=== Texte proposé ===

Du Gouvernement de Dieu dans Battlestar Galactica...

... ou de la nécessité du discours religieux dans une série de science-fiction militariste.

On peut dire que je suis fan de la série Galactica depuis la première heure. Autrement dit depuis la première diffusion française, que j'ai tâché de suivre attentivement lorsque j'étais gamin.

D'ailleurs, dès que je l'ai pu, je me suis précipité sur ça, quitte à être la risée des copains qui se demandaient ce que pouvait bien être cette chose:

Galactica.jpg

Et je l'ai revue. Et re-revue, cette série. Et il y a trois ans, sur le forum d'ActuSF, j'écrivais cela:

Il faut bien l'avouer, c'est une série truffée de défauts. Son but avoué était parait-il d'offrir une concurrence télévisuelle à Star Wars. C'est plus ou moins raté. D'abord à cause de trucages qui pouvaient être passables en 1979, mais qui de nos jours, sur un écran d'ordinateur portable, ne passent plus: par exemple on distingue nettement les découpages des incrustations lors des scènes spatiales, de même qu'on voit carrément les câbles lors des scènes d'apesanteur. Les batailles sont répétitives car faites à l'économie: on recycle sans arrêts les mêmes morceaux, dans un ordre différents histoire de faire illusion.

Deuxième gros défaut: le brave scénariste de la chose aurait quand même pu ouvrir un livre d'astronomie avant de se lancer dans un space opera. Il confond allègrement système stellaire et galaxie, au point que s'en est grotesque. Et ça n'est évidemment pas un problème de traduction (même si les sous-titres sont déplorables -on y confond atterrissage et décollage, par exemple), puis que j'ai vu chaque épisode en VOST.

Mais. Il faut bien l'avouer, cette série a tout de même énormément de qualité, qui justifie sans doute qu'on en ait fait un remake moderne. Les personnages, d'abord. Certes, ils sont caricaturaux. Chacun est à la place où on l'attend en fonction de son caractère. Mais les acteurs sont très bons et les aident à tenir debout.

Certains épisodes sont d'un point de vue scénaristique carrément excellents. Je pense à celui où la flotte croise sur son chemin une planète nommée Terra, déjà doté d'un petit empire stellaire, mais en pleine guerre froide (sauf que l'Alliance de l'Est n'est pas faite de méchants communistes, mais de fascistes. Ca change). On croit toucher au but. Raté. Ca n'est pas la Terre.
A côté de ça, d'autres accumulent les clichés carrément pulps, comme l'un des premiers, où la flotte tombe sur une planète occupée par des insectoïdes gérant un casino où tout le monde gagne. Il faut faire marcher à fond son rejet des incohérences pour aller jusqu'au bout.

Et puis il y a le dernier épisode lui-même (il n'y en a que 24), avec une chute que je ne dévoilerais bien sûr pas, mais qui est plus qu'astucieuse. Un petit bijou.

Autres choses repérés au visionnage: pleins d'éléments qui ont été ensuite recyclés dans d'autres oeuvres de SF. On devine l'influence de la série sur le tout récent Suprématie, de Laurent McAllister. Le convoi n'est pas non plus sans faire penser à Sillage. Les Cylons sont comme une sorte de prototype des Borgs de Star Trek, la dite Star Trek, notamment dans The Next Generation, ayant d'ailleurs récupéré pas mal de choses de Galactica.

=== Données présentées ===

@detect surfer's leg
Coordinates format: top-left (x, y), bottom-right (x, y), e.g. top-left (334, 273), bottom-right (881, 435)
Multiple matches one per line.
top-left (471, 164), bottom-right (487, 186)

===

Exercices ::
1 - Relevez les œuvres de science-fiction que le dernier paragraphe du texte rapproche de la série Galactica.
2 - Recopiez le passage du texte qui débute aux mots « Autres choses repérés » et s'arrête après « choses de Galactica. ».
3 - Répondez aux questions suivantes d'après le texte.
(a) En quelle année les trucages de la série pouvaient-ils encore être passables ?
(b) Combien d'épisodes la série compte-t-elle ?
(c) Sur quel forum le passage repris dans le texte a-t-il été écrit il y a trois ans ?
Appuyez-vous uniquement sur le texte pour répondre.

Corrigé ::
1 - Suprématie, de Laurent McAllister ; Sillage ; Star Trek, notamment The Next Generation.

2 -
Autres choses repérés au visionnage: pleins d'éléments qui ont été ensuite recyclés dans d'autres oeuvres de SF. On devine l'influence de la série sur le tout récent Suprématie, de Laurent McAllister. Le convoi n'est pas non plus sans faire penser à Sillage. Les Cylons sont comme une sorte de prototype des Borgs de Star Trek, la dite Star Trek, notamment dans The Next Generation, ayant d'ailleurs récupéré pas mal de choses de Galactica.

3 -
(a) En 1979.
(b) 24 épisodes.
(c) Sur le forum d'ActuSF.